# DIRECTIVE:
Convert the entries below, from the line containing "Expected: for each instance of the safety" through the line containing "x=557 y=299", both lines included, into a numbered list with blank lines omitted. Leave out the pictures.

-- START --

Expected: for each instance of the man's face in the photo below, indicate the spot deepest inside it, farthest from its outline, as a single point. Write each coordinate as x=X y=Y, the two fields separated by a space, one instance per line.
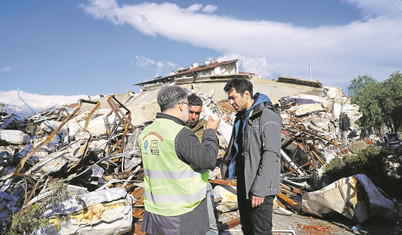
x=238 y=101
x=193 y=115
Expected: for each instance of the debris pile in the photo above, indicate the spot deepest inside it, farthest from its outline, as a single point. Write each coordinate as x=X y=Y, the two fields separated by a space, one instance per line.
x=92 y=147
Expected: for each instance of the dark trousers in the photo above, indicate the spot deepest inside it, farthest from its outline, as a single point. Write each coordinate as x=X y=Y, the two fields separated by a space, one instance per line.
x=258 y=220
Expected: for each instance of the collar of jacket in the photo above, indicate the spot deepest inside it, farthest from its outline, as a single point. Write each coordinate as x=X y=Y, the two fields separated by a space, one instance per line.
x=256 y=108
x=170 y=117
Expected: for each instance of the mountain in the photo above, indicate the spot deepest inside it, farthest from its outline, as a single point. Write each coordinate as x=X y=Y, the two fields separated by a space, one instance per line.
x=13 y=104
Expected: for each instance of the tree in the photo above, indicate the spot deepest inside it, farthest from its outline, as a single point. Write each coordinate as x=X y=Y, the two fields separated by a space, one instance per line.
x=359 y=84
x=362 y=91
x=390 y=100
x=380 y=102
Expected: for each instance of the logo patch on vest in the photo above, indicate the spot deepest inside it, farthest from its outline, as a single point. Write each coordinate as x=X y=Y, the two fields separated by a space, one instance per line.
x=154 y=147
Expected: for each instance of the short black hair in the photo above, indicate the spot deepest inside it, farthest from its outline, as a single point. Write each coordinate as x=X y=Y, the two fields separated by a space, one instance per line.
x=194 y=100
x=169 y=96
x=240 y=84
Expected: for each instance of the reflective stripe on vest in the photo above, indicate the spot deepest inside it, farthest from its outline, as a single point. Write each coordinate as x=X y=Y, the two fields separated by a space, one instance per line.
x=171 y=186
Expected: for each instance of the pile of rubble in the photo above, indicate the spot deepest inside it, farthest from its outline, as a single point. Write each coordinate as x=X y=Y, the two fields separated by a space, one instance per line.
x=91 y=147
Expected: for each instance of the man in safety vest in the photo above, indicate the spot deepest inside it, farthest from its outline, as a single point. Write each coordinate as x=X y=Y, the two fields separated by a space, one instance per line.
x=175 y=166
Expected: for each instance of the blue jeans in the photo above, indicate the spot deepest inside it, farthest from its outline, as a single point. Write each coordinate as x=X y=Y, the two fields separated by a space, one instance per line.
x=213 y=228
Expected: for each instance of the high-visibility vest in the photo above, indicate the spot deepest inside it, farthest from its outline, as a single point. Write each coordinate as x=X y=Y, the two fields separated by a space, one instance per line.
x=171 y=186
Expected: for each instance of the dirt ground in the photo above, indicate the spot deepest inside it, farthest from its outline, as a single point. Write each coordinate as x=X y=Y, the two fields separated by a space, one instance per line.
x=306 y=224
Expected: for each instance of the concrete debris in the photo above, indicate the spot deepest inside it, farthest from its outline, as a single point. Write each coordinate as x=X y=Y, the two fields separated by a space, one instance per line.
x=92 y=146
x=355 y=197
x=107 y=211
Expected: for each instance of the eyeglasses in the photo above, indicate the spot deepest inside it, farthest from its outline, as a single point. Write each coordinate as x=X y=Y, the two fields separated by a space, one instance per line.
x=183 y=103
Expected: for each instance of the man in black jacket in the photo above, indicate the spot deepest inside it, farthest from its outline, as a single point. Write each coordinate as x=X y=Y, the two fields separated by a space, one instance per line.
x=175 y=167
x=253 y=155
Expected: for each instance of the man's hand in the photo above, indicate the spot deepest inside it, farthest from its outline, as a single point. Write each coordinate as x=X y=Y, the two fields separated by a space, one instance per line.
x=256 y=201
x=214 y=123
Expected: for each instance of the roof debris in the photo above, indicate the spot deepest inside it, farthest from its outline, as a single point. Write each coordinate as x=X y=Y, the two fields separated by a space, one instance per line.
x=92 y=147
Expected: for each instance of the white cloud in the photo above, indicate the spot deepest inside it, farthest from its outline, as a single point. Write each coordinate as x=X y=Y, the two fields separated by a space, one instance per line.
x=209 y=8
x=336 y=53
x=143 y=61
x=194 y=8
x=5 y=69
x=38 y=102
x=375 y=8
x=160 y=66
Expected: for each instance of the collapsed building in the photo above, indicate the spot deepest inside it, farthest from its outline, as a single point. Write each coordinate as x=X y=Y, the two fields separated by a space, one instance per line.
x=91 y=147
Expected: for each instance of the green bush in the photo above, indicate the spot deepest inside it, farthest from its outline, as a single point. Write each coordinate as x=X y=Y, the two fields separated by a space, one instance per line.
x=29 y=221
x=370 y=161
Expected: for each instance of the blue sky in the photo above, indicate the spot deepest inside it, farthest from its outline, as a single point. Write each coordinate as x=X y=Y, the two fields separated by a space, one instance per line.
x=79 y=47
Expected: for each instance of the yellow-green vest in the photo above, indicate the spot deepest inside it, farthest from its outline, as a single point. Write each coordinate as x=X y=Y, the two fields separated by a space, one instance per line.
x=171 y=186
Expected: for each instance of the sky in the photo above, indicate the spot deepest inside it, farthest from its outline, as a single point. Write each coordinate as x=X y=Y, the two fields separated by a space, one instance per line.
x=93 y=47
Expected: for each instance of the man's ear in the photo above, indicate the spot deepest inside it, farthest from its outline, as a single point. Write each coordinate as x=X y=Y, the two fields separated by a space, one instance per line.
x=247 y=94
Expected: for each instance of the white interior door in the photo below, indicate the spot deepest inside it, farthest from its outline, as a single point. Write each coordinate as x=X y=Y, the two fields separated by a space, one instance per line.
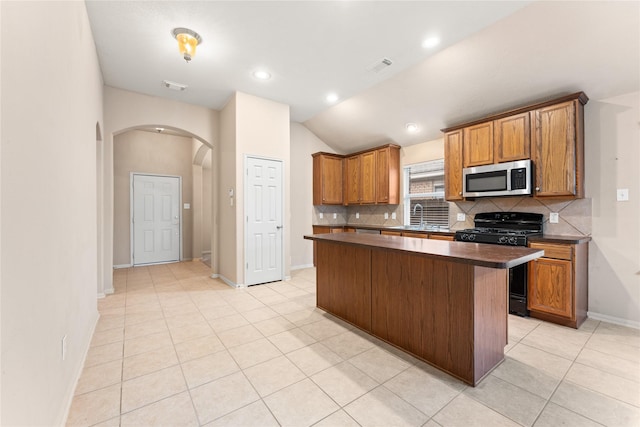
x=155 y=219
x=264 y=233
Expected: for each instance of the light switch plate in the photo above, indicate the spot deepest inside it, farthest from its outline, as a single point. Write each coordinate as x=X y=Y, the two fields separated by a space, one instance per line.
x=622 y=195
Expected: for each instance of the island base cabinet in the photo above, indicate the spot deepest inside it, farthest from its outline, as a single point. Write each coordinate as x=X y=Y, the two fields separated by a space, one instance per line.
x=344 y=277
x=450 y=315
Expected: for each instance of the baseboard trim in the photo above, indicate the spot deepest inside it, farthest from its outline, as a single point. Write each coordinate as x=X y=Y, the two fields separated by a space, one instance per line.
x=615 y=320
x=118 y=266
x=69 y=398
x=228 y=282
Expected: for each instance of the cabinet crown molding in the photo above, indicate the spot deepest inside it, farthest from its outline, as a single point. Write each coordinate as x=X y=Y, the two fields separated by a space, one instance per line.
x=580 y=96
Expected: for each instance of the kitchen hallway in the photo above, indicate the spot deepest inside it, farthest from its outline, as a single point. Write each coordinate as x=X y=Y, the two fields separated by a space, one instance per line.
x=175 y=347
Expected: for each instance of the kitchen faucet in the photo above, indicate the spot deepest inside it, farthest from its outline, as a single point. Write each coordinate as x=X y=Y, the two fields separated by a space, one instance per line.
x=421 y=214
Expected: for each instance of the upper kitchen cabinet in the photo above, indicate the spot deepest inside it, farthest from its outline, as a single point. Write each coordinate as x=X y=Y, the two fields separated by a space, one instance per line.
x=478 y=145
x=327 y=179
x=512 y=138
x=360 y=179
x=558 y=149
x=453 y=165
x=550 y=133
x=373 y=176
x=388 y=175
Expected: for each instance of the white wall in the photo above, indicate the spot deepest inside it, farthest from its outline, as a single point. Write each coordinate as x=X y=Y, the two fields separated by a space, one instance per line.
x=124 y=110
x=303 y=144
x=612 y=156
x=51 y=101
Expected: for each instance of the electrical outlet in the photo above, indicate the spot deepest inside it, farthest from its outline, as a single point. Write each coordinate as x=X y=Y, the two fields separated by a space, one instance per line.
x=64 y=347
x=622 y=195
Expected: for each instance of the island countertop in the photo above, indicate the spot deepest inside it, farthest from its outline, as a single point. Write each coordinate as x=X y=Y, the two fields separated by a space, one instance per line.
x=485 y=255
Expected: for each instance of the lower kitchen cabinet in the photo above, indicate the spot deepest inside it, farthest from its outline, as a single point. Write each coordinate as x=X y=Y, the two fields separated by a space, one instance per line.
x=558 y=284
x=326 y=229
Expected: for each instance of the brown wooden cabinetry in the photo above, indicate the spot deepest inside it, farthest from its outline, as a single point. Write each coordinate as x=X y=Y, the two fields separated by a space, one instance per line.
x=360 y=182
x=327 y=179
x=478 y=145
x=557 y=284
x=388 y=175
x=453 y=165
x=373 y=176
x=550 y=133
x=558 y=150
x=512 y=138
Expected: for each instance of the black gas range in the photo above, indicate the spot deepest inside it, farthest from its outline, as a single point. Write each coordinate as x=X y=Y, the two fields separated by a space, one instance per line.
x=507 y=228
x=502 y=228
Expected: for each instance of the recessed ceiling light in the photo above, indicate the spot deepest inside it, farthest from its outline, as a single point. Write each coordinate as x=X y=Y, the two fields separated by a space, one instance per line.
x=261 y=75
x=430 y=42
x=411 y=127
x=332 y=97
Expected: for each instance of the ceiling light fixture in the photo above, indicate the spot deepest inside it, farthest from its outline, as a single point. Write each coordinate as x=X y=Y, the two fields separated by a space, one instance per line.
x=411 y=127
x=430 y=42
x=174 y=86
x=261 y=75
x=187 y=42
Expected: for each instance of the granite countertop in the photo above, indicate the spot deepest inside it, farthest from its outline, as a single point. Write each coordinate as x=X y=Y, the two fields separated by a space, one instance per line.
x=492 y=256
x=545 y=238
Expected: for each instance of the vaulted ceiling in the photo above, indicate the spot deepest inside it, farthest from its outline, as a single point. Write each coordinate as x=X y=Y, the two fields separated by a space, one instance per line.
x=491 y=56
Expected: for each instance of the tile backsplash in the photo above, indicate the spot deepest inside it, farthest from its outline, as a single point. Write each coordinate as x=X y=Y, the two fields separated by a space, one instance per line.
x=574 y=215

-- END --
-- START --

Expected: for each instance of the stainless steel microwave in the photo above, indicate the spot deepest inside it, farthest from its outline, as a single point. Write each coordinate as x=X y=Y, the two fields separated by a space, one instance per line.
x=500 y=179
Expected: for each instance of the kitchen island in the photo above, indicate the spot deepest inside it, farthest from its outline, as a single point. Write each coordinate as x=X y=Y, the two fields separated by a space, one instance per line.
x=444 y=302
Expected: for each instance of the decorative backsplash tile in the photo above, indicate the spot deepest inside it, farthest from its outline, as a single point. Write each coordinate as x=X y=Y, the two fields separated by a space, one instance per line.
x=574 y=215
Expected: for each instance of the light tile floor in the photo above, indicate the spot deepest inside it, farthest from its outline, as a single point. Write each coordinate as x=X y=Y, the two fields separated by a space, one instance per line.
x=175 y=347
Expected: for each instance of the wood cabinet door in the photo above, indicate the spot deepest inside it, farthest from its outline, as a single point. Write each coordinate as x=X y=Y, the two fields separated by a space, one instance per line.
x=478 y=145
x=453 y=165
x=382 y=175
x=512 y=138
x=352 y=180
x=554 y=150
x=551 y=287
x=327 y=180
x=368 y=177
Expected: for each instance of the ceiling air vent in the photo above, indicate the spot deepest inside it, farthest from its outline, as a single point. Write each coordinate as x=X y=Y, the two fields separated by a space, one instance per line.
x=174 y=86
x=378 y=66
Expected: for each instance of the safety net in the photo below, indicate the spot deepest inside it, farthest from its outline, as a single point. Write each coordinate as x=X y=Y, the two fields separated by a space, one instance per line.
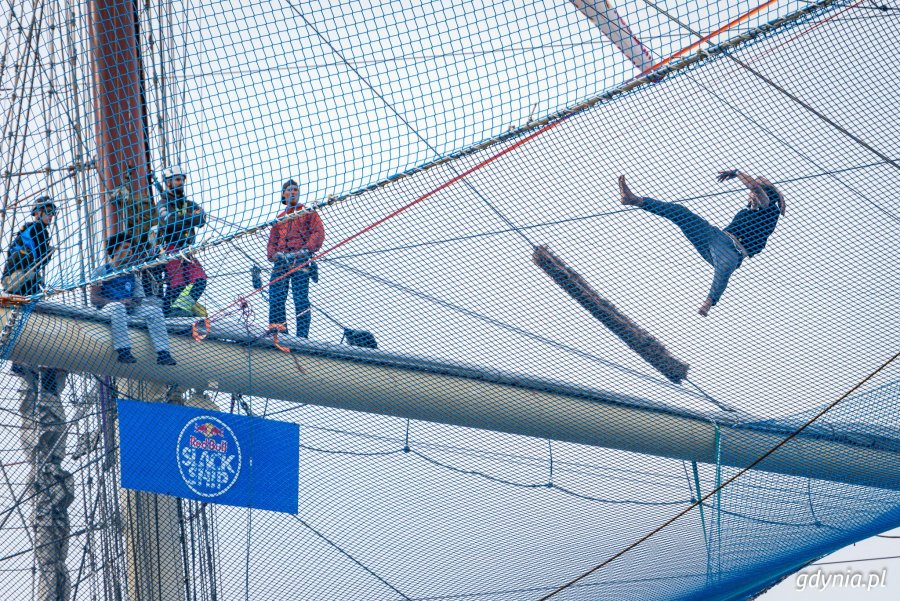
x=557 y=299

-- END --

# EXERCISE RESPONSE:
1. Expected: for each instance of the safety net in the photo below, indicate the spot deepest inside it, farthest from its outline, as a single point. Write each coordinate as x=X y=Y, the two fields separated by a space, one instance per line.
2. x=557 y=299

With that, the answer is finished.